(A few records)
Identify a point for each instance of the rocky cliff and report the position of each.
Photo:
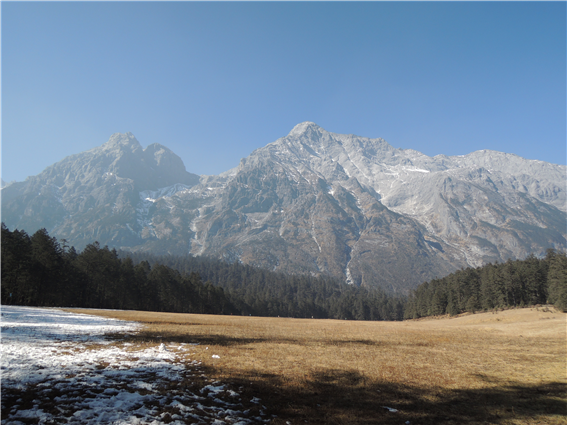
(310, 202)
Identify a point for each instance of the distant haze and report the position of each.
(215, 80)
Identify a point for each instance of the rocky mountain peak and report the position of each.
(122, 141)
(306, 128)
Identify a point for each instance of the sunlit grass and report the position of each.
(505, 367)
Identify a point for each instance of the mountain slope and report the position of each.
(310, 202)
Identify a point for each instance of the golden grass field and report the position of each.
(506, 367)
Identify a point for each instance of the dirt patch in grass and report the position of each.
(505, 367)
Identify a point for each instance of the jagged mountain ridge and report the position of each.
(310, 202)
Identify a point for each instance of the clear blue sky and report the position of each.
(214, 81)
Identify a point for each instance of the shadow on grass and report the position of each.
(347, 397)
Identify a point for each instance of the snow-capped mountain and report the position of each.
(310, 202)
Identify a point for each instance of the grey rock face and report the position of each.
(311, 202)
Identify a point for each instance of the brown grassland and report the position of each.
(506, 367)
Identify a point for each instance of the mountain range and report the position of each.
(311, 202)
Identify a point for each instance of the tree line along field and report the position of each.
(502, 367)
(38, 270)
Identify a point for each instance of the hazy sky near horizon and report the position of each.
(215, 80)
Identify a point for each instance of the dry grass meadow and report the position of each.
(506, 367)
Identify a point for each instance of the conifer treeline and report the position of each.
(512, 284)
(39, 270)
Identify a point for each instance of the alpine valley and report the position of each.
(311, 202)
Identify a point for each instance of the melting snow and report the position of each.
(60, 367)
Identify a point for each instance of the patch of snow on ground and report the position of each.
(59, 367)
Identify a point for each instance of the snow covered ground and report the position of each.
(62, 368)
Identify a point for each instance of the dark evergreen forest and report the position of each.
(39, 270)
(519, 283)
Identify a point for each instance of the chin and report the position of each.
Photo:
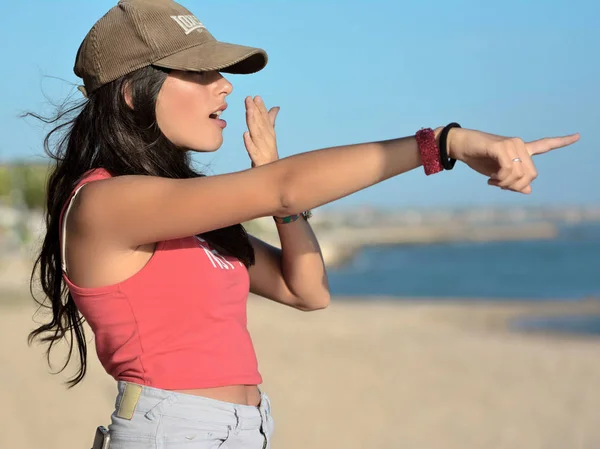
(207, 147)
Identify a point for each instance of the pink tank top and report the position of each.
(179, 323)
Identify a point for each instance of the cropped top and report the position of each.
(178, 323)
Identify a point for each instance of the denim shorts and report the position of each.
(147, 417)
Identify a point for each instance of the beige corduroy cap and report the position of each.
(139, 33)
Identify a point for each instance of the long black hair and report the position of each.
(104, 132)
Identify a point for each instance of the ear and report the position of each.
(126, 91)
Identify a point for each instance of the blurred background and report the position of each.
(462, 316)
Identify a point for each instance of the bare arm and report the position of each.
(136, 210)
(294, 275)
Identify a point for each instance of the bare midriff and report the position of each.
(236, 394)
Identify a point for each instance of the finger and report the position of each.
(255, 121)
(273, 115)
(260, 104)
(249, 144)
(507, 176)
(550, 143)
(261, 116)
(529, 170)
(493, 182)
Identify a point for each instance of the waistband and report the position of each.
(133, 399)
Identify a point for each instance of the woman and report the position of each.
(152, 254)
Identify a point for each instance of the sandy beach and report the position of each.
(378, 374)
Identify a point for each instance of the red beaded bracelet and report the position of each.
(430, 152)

---

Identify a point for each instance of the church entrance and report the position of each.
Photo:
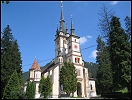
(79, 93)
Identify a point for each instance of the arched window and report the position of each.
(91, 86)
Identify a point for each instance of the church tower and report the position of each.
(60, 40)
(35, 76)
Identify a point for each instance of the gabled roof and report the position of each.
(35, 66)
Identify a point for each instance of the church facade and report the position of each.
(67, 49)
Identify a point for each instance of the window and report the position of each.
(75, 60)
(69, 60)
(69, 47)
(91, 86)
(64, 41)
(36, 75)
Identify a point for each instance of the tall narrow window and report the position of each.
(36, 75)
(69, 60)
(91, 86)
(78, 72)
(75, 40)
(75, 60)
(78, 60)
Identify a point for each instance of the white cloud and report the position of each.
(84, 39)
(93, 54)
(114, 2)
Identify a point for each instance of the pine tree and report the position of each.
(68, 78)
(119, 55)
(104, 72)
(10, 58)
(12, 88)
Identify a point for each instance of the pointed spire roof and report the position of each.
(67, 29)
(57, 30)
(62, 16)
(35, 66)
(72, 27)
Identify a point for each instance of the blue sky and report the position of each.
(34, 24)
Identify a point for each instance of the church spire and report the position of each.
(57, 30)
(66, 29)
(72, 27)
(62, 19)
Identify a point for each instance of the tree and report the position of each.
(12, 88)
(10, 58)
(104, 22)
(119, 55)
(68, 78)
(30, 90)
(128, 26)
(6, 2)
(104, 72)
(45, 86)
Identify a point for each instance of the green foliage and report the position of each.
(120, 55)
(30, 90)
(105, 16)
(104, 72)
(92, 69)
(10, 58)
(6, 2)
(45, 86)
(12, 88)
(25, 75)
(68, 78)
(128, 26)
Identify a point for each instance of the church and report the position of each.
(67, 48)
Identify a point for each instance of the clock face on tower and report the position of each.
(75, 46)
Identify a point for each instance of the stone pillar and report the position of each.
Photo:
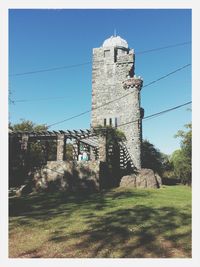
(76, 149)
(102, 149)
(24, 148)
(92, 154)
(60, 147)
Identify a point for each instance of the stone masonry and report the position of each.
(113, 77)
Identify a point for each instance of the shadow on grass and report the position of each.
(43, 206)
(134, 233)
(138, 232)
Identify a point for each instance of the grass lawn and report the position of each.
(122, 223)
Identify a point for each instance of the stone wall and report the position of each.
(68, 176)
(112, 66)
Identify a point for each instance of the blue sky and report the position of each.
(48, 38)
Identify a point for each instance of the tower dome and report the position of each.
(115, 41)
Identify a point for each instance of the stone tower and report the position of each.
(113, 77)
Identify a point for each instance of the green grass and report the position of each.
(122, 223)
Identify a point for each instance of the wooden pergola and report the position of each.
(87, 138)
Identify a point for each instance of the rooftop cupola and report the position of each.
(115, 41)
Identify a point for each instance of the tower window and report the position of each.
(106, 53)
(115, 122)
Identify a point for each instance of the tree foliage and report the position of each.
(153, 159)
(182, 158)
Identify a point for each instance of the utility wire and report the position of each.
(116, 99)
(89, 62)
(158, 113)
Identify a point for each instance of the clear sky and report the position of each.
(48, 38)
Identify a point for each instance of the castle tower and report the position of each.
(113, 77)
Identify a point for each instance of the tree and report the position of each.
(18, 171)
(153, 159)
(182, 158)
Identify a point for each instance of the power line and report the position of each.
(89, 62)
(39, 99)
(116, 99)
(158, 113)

* * *

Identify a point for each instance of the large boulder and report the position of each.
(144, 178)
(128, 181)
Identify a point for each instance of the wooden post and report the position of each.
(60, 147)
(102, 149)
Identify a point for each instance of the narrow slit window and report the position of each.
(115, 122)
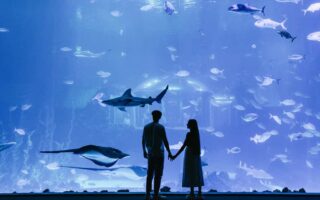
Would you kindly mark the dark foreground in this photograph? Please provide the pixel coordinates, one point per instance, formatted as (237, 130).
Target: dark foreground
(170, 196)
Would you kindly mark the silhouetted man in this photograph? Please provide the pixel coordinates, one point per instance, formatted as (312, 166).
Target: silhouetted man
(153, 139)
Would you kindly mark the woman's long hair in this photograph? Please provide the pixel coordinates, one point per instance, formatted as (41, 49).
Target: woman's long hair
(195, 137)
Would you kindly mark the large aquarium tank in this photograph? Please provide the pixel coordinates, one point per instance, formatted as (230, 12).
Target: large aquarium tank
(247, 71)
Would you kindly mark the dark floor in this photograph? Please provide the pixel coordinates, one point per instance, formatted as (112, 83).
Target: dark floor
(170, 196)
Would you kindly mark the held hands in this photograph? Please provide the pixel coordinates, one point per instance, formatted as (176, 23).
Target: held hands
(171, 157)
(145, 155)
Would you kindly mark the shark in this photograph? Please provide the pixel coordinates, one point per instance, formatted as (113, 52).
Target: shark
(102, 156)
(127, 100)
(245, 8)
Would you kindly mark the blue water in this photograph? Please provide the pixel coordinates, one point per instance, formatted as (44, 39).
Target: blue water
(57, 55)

What to produce
How many lines of the records contain the word "shark"? Reply with the number alone.

Full solution
2